╔══

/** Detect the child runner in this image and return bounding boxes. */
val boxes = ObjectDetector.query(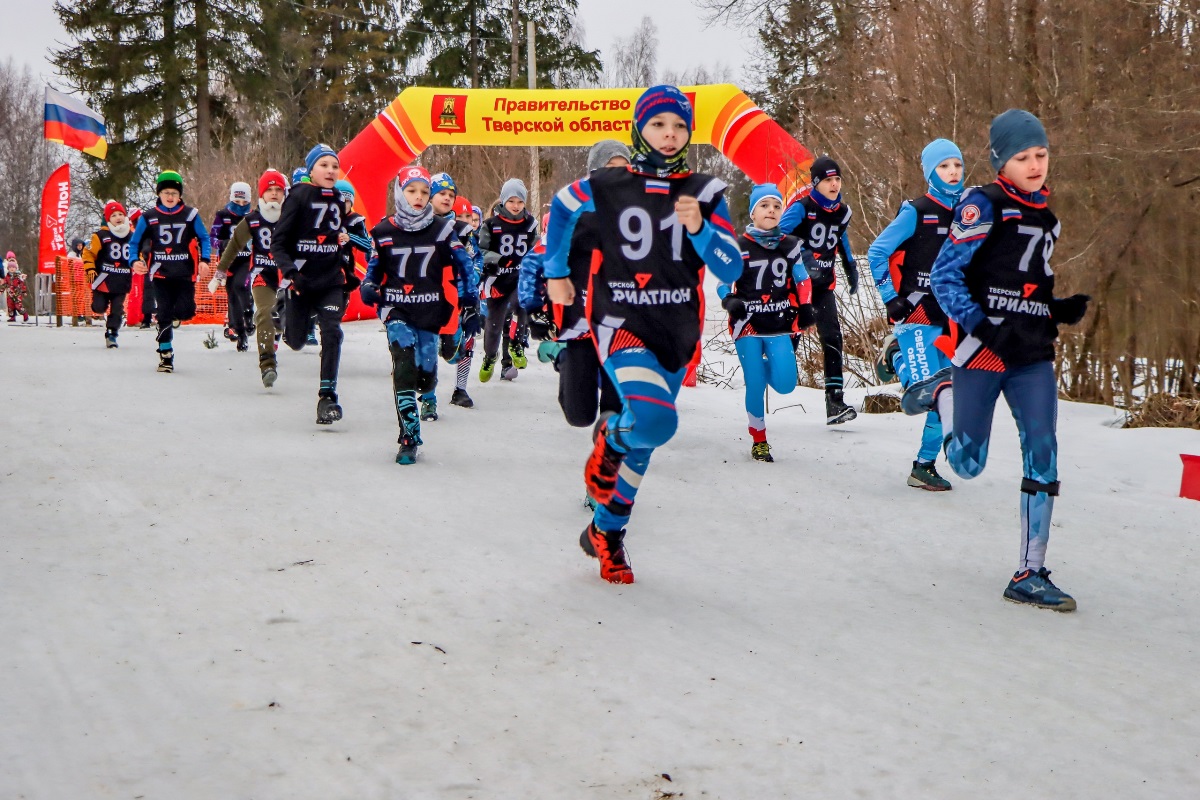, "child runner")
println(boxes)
[518,139,632,428]
[904,108,1091,612]
[0,251,29,323]
[779,156,858,425]
[479,178,538,384]
[716,184,815,462]
[450,191,484,408]
[866,139,962,492]
[217,169,288,389]
[546,85,742,583]
[359,167,474,464]
[271,144,346,425]
[130,169,210,372]
[334,179,371,297]
[83,200,133,348]
[209,181,254,353]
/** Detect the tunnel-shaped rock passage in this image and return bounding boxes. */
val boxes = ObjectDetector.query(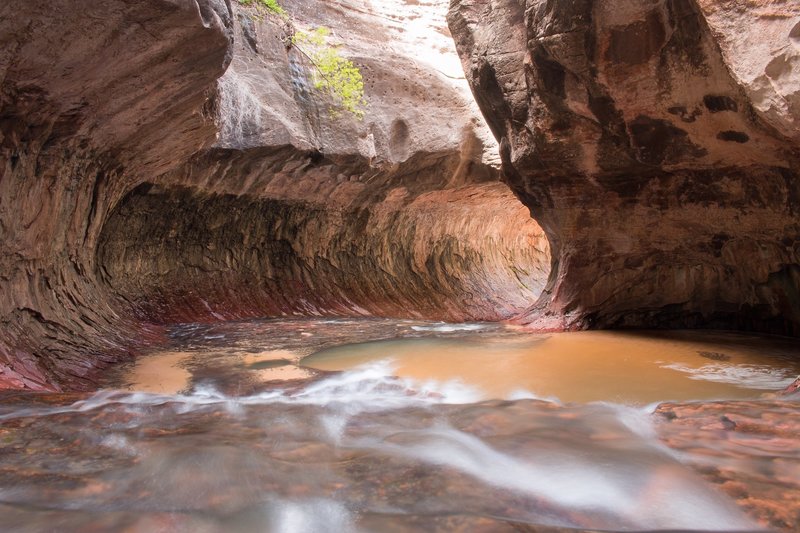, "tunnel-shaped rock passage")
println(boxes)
[96,179,550,322]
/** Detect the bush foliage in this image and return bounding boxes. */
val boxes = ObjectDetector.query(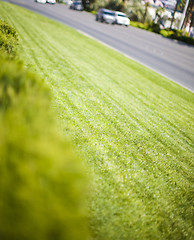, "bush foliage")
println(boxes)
[0,20,18,57]
[0,20,87,240]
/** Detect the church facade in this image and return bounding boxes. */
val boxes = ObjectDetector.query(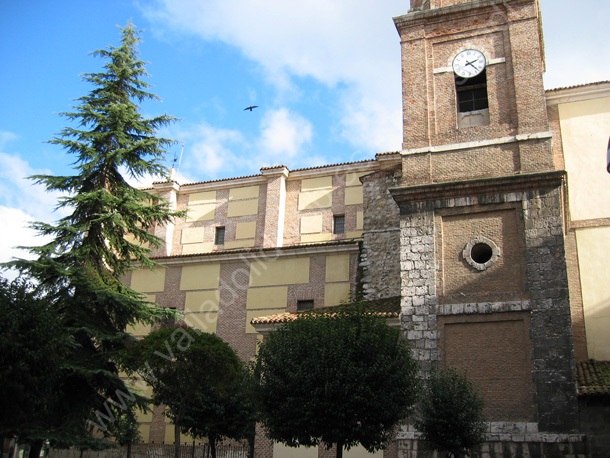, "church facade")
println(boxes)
[127,0,610,458]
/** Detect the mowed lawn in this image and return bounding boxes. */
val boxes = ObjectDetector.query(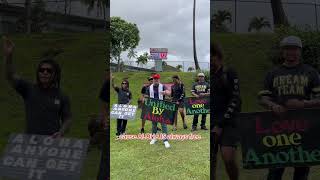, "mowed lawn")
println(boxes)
[212,34,320,180]
[0,33,108,180]
[110,72,210,180]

╚══

**What is asked**
Report each line of the entries above that contains the string "this", matching case exactly.

**Reply to the task**
/** Detect the child runner in this image and return bounding boxes. */
/** Detect the tunnel-shaped rock passage in this image and return bounding boxes. */
/** Detect the bush foliage in this image and return bounding boxes. */
/** Detect the church facade in this image and return bounding boxes. */
/** Detect the mowed lawn in this image and return bounding boxes. */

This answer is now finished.